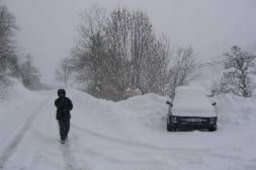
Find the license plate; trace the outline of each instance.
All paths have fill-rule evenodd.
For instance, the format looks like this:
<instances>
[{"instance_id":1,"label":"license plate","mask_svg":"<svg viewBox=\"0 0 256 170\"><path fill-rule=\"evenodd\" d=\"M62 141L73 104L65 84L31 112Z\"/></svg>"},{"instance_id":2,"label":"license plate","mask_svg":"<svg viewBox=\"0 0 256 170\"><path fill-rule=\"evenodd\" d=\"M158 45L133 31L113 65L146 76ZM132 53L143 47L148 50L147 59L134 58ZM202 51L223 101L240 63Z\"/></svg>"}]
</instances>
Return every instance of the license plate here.
<instances>
[{"instance_id":1,"label":"license plate","mask_svg":"<svg viewBox=\"0 0 256 170\"><path fill-rule=\"evenodd\" d=\"M187 122L192 123L202 123L202 119L200 118L187 118Z\"/></svg>"}]
</instances>

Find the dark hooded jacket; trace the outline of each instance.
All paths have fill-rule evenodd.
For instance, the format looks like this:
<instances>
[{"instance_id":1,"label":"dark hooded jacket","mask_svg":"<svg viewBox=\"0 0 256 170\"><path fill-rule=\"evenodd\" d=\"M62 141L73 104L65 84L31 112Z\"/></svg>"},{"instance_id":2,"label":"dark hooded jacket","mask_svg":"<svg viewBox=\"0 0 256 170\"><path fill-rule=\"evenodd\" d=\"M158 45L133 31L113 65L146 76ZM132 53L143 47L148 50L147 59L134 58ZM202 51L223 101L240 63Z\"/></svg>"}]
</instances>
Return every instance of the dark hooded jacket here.
<instances>
[{"instance_id":1,"label":"dark hooded jacket","mask_svg":"<svg viewBox=\"0 0 256 170\"><path fill-rule=\"evenodd\" d=\"M70 111L73 108L70 99L66 97L58 98L55 100L55 106L57 107L56 119L67 119L70 118Z\"/></svg>"}]
</instances>

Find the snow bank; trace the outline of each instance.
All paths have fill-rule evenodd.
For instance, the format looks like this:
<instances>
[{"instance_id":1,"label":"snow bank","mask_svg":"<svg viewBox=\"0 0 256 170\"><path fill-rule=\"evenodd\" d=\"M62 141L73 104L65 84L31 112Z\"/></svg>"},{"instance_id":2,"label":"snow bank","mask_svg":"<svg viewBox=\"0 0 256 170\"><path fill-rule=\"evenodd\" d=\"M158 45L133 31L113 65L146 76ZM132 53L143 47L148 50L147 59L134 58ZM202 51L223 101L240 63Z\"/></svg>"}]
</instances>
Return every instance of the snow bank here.
<instances>
[{"instance_id":1,"label":"snow bank","mask_svg":"<svg viewBox=\"0 0 256 170\"><path fill-rule=\"evenodd\" d=\"M216 99L220 124L243 126L255 122L255 95L245 98L233 94L222 94Z\"/></svg>"},{"instance_id":2,"label":"snow bank","mask_svg":"<svg viewBox=\"0 0 256 170\"><path fill-rule=\"evenodd\" d=\"M0 147L4 147L13 138L32 113L45 97L24 87L17 79L9 79L4 99L0 99Z\"/></svg>"}]
</instances>

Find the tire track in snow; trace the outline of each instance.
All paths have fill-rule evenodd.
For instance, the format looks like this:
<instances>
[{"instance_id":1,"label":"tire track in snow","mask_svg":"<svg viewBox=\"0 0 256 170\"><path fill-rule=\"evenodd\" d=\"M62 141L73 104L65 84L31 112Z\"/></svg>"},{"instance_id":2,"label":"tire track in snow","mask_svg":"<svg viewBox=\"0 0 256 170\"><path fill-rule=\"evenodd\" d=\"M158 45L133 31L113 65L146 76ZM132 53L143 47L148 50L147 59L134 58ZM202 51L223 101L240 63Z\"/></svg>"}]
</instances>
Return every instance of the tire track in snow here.
<instances>
[{"instance_id":1,"label":"tire track in snow","mask_svg":"<svg viewBox=\"0 0 256 170\"><path fill-rule=\"evenodd\" d=\"M71 134L71 136L72 136L72 134ZM73 139L73 137L72 139ZM68 141L67 144L60 145L60 149L61 150L65 163L65 169L82 170L82 169L79 168L77 164L75 156L74 154L74 150L72 147L73 145L70 141Z\"/></svg>"},{"instance_id":2,"label":"tire track in snow","mask_svg":"<svg viewBox=\"0 0 256 170\"><path fill-rule=\"evenodd\" d=\"M172 148L172 147L161 147L152 145L151 144L148 143L143 143L136 141L129 141L126 140L124 139L114 138L113 137L107 136L96 132L92 131L89 129L84 129L78 126L76 126L74 124L71 124L72 126L84 133L89 134L93 136L95 136L98 138L101 138L103 140L107 140L109 141L111 141L113 142L115 142L117 144L125 145L127 146L130 146L132 147L139 147L140 148L145 148L145 149L149 149L153 150L156 151L160 151L161 152L167 152L169 153L170 152L173 154L174 153L180 153L181 155L201 155L202 154L204 154L204 155L208 155L209 157L214 157L214 158L223 158L225 160L228 160L233 161L241 161L241 162L247 162L251 163L252 161L248 160L247 159L244 159L241 156L237 155L232 155L224 153L215 153L210 148Z\"/></svg>"},{"instance_id":3,"label":"tire track in snow","mask_svg":"<svg viewBox=\"0 0 256 170\"><path fill-rule=\"evenodd\" d=\"M37 107L28 116L28 118L25 121L23 125L18 131L12 140L10 142L3 150L2 155L0 155L0 169L4 169L6 163L8 161L11 156L15 153L15 150L19 146L20 141L22 140L28 130L33 124L33 121L35 118L40 113L40 110L45 105L47 102L45 99L38 107Z\"/></svg>"}]
</instances>

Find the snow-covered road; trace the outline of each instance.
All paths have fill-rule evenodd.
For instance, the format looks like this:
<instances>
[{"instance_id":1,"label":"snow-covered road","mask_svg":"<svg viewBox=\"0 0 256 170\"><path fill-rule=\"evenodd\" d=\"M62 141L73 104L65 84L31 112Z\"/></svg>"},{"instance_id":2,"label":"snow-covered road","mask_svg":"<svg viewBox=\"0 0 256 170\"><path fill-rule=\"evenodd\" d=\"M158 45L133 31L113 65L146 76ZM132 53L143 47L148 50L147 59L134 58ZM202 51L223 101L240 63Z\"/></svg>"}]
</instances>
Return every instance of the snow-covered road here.
<instances>
[{"instance_id":1,"label":"snow-covered road","mask_svg":"<svg viewBox=\"0 0 256 170\"><path fill-rule=\"evenodd\" d=\"M256 169L255 100L231 108L241 99L220 99L226 104L220 105L225 115L216 132L168 132L164 97L114 103L68 91L74 109L62 145L56 91L20 89L0 104L0 169ZM230 110L235 118L226 124ZM241 116L241 110L248 113Z\"/></svg>"}]
</instances>

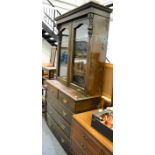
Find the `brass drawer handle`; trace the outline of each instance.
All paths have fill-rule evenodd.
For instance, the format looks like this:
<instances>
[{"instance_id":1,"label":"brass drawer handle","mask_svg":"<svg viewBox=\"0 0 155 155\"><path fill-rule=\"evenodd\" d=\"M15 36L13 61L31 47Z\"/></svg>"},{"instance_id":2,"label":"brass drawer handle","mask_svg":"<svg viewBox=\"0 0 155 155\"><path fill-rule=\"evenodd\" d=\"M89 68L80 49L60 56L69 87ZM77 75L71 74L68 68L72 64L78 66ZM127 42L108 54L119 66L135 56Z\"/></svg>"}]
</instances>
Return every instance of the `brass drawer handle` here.
<instances>
[{"instance_id":1,"label":"brass drawer handle","mask_svg":"<svg viewBox=\"0 0 155 155\"><path fill-rule=\"evenodd\" d=\"M62 111L62 114L63 114L63 116L67 115L67 113L64 110Z\"/></svg>"},{"instance_id":2,"label":"brass drawer handle","mask_svg":"<svg viewBox=\"0 0 155 155\"><path fill-rule=\"evenodd\" d=\"M65 104L67 103L67 100L65 98L63 99L63 103L65 103Z\"/></svg>"},{"instance_id":3,"label":"brass drawer handle","mask_svg":"<svg viewBox=\"0 0 155 155\"><path fill-rule=\"evenodd\" d=\"M60 124L60 126L63 130L65 130L66 127L63 124Z\"/></svg>"},{"instance_id":4,"label":"brass drawer handle","mask_svg":"<svg viewBox=\"0 0 155 155\"><path fill-rule=\"evenodd\" d=\"M80 146L85 149L85 145L82 142L80 142Z\"/></svg>"},{"instance_id":5,"label":"brass drawer handle","mask_svg":"<svg viewBox=\"0 0 155 155\"><path fill-rule=\"evenodd\" d=\"M85 134L83 134L82 132L80 132L80 135L81 135L85 140L88 140L88 137L87 137Z\"/></svg>"},{"instance_id":6,"label":"brass drawer handle","mask_svg":"<svg viewBox=\"0 0 155 155\"><path fill-rule=\"evenodd\" d=\"M61 137L61 143L64 143L65 142L65 140Z\"/></svg>"}]
</instances>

###

Gather every line of the rows above that contains the string "covered", and treat uppercase and lowercase letters as different.

Find the snow-covered road; trace the outline of each instance.
[{"instance_id":1,"label":"snow-covered road","mask_svg":"<svg viewBox=\"0 0 256 170\"><path fill-rule=\"evenodd\" d=\"M62 141L73 104L65 84L31 112Z\"/></svg>"},{"instance_id":2,"label":"snow-covered road","mask_svg":"<svg viewBox=\"0 0 256 170\"><path fill-rule=\"evenodd\" d=\"M158 45L133 31L113 65L146 76ZM132 53L143 47L148 50L147 59L134 58ZM202 51L223 101L240 63Z\"/></svg>"}]
Return every instance of the snow-covered road here.
[{"instance_id":1,"label":"snow-covered road","mask_svg":"<svg viewBox=\"0 0 256 170\"><path fill-rule=\"evenodd\" d=\"M256 169L255 100L231 108L241 99L220 99L226 104L220 105L225 115L216 132L168 132L164 97L114 103L68 91L74 109L62 145L56 91L20 89L0 104L0 169ZM230 110L235 118L226 124ZM241 116L241 110L248 113Z\"/></svg>"}]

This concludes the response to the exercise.